start RAW DATA

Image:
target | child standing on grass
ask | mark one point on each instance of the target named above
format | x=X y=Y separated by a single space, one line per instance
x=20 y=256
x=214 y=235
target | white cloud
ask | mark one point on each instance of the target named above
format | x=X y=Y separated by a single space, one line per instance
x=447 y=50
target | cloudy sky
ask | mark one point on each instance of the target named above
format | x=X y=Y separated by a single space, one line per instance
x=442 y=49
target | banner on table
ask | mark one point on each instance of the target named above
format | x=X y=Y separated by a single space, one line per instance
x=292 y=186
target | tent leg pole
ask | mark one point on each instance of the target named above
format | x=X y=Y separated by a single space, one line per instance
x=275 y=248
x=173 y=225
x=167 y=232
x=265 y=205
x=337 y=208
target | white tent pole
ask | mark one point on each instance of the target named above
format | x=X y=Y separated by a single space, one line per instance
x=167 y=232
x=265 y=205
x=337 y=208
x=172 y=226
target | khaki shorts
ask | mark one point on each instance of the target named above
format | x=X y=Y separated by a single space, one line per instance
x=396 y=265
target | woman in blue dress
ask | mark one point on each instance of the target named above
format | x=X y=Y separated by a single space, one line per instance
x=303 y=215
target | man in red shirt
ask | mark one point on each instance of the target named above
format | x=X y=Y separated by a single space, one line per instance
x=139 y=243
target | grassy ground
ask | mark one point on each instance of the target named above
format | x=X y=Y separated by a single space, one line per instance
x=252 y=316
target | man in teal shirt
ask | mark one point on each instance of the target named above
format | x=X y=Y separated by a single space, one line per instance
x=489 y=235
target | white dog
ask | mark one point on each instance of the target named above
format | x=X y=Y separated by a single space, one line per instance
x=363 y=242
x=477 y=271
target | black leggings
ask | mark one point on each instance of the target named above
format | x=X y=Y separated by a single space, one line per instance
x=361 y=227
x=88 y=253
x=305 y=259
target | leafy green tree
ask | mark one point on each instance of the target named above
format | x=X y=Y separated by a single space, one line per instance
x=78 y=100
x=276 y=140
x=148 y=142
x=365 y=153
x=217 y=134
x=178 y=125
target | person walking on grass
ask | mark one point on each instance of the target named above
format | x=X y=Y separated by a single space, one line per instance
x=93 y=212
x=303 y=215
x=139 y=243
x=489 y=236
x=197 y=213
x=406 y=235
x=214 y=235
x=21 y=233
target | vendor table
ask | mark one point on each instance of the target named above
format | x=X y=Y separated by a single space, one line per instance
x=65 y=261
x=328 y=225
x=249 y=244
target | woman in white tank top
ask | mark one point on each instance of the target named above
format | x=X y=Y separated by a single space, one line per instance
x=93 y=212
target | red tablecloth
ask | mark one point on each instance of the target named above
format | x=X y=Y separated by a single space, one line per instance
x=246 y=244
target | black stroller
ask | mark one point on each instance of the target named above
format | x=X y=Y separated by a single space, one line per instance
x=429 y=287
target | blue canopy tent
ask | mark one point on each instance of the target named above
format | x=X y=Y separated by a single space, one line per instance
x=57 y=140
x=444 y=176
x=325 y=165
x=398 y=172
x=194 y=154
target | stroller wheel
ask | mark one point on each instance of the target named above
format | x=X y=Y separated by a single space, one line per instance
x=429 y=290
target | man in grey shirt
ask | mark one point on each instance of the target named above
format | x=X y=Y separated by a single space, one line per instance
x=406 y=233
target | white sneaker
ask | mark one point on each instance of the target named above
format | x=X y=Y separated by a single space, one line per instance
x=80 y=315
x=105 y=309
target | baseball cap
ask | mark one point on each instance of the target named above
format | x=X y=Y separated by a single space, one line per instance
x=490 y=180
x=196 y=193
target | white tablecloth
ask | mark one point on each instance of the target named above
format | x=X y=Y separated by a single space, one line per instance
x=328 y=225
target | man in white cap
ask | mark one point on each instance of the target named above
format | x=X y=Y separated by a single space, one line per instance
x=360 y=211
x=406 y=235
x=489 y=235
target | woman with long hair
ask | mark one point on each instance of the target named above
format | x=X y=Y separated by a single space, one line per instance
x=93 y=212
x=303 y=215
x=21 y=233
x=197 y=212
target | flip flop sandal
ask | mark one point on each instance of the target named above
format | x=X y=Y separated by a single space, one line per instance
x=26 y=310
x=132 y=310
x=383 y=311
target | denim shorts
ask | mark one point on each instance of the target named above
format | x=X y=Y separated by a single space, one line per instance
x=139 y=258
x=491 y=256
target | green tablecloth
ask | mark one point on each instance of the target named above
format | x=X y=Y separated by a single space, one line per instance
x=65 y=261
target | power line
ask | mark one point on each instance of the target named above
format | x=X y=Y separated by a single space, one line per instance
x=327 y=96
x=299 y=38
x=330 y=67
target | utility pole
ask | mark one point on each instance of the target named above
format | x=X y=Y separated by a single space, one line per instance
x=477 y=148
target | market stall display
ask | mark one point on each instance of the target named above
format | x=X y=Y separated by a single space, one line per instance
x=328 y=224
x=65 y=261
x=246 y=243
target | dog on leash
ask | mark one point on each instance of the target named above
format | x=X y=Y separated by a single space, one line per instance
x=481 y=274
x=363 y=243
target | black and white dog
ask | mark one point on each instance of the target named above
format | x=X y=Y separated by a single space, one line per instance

end RAW DATA

Reproduce the data verbatim from the start through the line that contains "x=252 y=316", inclusive.

Image:
target | child standing on grass
ask | mark one point on each instance of the target named above
format | x=X y=Y separated by a single space, one line per instance
x=20 y=256
x=214 y=235
target | white cloud
ask | mark one point on each instance of the target named above
format | x=X y=Y separated by a single space, one line per instance
x=447 y=50
target | cloudy sky
ask | mark one point on each instance of the target named above
format | x=X y=Y separated by a single space, one line per instance
x=442 y=49
target | banner on table
ask | mark one point on each instance of the target named above
format | x=X y=Y separated by a single space, one line per instance
x=292 y=186
target | tent leg pole
ask | mark one point on each instance of the target named above
format | x=X y=Y separated by a single space, one line per instance
x=275 y=248
x=173 y=225
x=167 y=232
x=265 y=205
x=337 y=208
target | white tent pole
ask | mark one point on each instance of the target named above
format | x=X y=Y separated by a single space, one line per instance
x=167 y=232
x=265 y=205
x=337 y=208
x=172 y=226
target | khaki shorts
ask | mark one point on each instance of the target named above
format | x=X y=Y separated by a single space, one line per instance
x=396 y=265
target | woman in blue dress
ask | mark one point on each instance of the target named above
format | x=X y=Y separated by a single space, one line per instance
x=303 y=215
target | man in red shirt
ask | mark one point on each instance of the target named above
format | x=X y=Y separated by a single space, one line per instance
x=139 y=243
target | grassy ground
ask | mark one point on each instance of the target named above
format | x=X y=Y separated by a single space, one line per instance
x=252 y=316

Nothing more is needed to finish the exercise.